_TASK DIRECTIONS_
Write out every line of the material below again, requests included, shifting each x and y coordinate in the answers up by 83.

___

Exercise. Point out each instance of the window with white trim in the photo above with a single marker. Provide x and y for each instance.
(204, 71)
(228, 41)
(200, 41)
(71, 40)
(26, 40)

___

_RESPONSE FOR THIS EXERCISE_
Exercise. Point out each instance of the window with white trim in the photo above with a single marker. Provide x and y for each instance.
(287, 154)
(311, 124)
(283, 124)
(154, 123)
(109, 123)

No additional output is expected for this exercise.